# [What you are asked to do]
Among the entries that follow, some lines contain the word "rubber". Show all of them.

# [Data for the task]
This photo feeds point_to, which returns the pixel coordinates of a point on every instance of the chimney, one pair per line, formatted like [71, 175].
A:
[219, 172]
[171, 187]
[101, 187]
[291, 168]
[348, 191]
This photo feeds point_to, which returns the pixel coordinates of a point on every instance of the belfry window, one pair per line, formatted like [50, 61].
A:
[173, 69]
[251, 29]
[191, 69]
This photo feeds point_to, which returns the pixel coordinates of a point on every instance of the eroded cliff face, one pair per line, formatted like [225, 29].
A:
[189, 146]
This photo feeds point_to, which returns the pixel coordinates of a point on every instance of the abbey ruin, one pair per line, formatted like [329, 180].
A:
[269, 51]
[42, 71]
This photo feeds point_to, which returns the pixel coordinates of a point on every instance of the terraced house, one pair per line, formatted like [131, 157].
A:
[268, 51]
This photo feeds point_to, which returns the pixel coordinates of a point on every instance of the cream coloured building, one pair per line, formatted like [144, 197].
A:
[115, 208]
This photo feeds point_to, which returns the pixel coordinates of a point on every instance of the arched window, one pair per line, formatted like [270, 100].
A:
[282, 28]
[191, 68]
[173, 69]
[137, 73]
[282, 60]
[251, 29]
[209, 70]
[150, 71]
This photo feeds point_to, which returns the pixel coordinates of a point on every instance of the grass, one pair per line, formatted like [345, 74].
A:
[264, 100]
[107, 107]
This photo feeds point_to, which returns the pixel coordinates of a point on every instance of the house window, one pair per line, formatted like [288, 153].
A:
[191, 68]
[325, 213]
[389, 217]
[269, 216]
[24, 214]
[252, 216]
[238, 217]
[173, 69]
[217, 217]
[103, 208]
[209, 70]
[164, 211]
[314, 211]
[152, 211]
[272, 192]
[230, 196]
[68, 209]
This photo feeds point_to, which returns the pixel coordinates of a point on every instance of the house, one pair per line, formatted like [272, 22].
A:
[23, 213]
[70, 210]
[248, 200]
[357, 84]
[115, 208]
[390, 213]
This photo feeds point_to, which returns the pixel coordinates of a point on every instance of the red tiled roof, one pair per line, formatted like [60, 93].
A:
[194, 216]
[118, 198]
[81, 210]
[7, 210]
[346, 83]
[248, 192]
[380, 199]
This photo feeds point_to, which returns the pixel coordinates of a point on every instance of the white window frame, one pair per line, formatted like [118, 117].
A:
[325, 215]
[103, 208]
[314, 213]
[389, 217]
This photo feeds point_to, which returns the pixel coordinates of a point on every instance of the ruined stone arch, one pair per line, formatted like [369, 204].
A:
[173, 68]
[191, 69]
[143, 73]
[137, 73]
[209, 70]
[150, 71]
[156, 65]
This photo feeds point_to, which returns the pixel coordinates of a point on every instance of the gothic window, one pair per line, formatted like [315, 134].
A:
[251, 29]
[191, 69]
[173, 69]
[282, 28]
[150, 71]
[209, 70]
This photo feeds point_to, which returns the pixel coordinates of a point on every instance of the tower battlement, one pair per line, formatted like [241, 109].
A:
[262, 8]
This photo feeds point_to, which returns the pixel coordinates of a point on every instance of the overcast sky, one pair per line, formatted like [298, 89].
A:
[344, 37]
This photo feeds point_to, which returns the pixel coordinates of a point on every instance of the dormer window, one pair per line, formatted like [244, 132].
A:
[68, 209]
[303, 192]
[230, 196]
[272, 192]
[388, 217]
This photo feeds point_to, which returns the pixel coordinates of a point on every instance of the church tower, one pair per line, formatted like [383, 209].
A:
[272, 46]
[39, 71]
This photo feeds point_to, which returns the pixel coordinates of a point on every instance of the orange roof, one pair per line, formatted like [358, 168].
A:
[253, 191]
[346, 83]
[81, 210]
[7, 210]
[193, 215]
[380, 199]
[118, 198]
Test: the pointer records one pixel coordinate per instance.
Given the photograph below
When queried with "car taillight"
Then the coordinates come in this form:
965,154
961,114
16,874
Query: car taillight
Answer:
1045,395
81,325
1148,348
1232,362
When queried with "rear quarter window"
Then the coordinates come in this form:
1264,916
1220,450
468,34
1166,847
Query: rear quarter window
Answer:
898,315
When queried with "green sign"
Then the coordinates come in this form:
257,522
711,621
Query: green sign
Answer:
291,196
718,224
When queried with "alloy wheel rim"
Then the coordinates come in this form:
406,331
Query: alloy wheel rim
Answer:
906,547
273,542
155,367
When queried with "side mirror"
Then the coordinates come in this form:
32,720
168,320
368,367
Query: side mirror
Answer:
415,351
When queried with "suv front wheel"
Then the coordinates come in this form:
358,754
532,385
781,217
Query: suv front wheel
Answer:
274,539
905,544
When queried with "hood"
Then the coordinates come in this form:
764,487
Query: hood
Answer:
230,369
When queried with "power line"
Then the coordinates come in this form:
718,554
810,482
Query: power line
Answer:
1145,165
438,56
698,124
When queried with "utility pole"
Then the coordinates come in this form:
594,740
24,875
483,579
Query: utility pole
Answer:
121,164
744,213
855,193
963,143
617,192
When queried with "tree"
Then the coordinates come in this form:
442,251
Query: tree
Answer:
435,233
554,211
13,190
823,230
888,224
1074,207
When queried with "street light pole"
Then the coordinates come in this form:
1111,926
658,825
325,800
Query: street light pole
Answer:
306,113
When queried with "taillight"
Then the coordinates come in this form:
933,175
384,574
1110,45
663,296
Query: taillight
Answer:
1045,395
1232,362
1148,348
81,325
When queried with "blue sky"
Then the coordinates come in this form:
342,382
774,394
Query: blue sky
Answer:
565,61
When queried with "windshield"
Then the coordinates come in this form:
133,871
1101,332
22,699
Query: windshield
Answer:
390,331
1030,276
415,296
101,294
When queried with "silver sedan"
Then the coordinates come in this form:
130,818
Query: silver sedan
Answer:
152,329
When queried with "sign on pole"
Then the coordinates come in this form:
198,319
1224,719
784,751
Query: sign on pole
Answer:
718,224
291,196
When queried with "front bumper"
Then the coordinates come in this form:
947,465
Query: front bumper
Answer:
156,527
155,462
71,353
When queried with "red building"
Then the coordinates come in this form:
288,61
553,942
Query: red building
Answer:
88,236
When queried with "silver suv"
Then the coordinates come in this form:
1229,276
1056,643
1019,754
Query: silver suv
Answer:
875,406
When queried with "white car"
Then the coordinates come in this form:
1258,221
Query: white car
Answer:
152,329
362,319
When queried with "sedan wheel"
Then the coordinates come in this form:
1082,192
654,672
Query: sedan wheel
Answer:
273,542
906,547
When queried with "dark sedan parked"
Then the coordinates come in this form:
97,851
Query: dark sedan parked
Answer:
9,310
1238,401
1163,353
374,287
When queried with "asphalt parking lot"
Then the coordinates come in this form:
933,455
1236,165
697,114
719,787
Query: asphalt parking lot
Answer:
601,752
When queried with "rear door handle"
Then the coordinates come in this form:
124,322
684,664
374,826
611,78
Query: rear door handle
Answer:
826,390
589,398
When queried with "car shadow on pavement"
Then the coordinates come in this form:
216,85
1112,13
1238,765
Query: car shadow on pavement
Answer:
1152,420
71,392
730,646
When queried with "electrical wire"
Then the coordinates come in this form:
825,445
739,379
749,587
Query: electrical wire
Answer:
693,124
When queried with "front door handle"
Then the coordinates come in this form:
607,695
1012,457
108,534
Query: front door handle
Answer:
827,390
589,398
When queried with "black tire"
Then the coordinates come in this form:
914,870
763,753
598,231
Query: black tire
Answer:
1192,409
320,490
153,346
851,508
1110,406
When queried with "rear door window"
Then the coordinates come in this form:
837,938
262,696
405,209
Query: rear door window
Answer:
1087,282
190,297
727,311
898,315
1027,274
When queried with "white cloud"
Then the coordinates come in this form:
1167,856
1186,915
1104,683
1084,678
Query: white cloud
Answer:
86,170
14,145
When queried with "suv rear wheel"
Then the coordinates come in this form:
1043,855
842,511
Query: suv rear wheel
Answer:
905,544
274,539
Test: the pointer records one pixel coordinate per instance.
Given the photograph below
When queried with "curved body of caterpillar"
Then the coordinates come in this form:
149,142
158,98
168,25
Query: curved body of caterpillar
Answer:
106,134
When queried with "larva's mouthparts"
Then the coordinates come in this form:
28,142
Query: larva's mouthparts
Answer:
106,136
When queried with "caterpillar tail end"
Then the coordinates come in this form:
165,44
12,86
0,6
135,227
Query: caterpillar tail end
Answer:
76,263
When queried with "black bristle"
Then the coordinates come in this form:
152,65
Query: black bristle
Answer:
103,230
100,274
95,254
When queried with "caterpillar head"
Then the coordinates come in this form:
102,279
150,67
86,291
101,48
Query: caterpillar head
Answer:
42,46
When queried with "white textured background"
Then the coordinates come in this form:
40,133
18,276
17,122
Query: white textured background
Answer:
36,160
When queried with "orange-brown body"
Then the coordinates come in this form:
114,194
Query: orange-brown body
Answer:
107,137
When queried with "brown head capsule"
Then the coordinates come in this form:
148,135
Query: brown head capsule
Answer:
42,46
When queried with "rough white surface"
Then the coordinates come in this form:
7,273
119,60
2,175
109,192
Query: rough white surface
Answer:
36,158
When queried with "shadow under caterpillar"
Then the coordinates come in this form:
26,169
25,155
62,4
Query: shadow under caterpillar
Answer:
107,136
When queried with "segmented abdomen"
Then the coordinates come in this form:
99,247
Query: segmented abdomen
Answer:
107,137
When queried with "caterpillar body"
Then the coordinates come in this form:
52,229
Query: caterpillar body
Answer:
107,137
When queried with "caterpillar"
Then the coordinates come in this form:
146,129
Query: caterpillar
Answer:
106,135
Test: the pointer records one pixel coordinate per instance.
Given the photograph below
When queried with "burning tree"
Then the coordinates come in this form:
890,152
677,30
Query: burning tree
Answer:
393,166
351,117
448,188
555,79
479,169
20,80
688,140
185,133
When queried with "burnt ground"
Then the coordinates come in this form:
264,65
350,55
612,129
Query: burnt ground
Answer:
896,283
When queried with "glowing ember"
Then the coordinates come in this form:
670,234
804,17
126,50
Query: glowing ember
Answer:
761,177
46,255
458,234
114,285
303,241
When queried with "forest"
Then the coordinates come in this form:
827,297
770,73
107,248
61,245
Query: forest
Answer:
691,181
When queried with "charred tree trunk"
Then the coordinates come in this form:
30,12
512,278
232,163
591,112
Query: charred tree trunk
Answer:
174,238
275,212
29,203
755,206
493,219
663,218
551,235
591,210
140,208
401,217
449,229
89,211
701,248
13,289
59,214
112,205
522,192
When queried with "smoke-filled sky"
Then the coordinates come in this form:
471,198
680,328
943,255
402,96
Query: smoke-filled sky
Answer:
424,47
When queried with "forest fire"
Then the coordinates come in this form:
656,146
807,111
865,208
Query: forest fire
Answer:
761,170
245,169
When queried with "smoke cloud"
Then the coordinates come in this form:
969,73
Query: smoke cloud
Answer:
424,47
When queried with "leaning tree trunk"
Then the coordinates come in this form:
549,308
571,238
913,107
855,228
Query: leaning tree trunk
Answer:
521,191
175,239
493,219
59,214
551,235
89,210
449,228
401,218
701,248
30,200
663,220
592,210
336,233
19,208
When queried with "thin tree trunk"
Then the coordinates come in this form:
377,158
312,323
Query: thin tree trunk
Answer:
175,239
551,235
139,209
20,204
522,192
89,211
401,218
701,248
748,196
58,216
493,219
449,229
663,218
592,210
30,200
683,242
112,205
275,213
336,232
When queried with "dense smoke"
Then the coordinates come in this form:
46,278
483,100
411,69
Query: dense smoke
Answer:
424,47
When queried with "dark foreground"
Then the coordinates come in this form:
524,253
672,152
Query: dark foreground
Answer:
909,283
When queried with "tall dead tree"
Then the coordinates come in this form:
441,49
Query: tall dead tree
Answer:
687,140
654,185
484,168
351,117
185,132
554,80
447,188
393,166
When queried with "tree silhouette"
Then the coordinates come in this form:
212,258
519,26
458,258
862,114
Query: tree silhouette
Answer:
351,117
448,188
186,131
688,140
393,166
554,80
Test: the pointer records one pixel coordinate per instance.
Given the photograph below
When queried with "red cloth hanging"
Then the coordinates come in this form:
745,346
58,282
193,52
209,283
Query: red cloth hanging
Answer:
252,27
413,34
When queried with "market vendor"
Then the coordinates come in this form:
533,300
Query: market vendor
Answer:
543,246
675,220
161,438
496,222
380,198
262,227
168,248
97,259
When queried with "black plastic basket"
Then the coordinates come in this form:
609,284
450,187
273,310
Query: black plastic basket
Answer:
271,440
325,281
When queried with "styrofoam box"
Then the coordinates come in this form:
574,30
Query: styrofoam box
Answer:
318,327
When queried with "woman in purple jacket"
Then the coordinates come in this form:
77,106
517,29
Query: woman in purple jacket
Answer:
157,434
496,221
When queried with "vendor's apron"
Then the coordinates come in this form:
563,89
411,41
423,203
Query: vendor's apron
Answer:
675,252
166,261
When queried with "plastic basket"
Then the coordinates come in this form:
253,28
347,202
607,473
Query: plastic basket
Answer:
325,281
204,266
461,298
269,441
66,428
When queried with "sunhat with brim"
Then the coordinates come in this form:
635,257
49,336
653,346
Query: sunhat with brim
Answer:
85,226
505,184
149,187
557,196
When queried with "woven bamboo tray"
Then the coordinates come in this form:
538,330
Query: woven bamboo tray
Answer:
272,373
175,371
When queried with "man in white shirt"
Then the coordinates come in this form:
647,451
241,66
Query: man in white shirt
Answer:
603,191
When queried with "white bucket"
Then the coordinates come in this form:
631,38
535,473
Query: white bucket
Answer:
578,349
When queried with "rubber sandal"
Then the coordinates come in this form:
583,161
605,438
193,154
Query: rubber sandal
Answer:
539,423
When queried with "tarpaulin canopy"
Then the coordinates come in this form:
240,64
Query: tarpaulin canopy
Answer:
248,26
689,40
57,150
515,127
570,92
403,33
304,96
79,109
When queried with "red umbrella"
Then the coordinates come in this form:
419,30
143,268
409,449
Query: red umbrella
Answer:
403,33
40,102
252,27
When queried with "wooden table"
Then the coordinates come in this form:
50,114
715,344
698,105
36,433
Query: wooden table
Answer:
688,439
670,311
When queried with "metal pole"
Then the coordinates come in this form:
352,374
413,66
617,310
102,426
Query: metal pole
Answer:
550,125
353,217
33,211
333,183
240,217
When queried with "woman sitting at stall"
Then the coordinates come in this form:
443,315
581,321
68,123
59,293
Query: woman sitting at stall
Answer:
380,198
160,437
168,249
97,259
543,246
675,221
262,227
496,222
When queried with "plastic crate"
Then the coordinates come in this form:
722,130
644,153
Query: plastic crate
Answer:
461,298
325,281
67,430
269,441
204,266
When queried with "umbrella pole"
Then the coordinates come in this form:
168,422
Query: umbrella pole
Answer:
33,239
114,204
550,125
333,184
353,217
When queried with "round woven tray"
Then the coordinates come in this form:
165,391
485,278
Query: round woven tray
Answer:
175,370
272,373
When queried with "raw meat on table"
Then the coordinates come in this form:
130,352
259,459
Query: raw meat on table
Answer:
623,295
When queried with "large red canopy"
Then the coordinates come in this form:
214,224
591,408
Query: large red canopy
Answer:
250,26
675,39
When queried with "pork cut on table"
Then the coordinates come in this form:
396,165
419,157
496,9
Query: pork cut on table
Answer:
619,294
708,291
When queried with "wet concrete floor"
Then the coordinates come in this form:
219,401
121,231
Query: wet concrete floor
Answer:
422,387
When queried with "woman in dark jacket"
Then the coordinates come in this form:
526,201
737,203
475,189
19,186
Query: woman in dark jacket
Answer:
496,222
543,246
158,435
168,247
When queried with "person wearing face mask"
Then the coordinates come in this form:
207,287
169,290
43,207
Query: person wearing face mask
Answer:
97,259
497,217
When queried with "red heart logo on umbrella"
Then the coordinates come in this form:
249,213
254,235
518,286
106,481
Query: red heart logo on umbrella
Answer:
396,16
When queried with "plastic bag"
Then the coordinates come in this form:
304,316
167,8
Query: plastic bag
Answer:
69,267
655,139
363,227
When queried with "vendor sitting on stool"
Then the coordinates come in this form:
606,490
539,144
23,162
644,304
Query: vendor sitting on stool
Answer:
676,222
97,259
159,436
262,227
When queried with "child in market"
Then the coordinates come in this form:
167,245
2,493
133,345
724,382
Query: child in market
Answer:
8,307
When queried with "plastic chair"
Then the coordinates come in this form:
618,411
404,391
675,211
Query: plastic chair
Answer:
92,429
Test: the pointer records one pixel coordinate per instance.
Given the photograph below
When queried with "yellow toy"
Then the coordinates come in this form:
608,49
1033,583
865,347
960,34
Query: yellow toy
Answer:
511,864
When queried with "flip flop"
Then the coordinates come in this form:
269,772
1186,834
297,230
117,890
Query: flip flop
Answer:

# [Answer to this problem]
When queried with "rubber sandal"
Query: rubber sandal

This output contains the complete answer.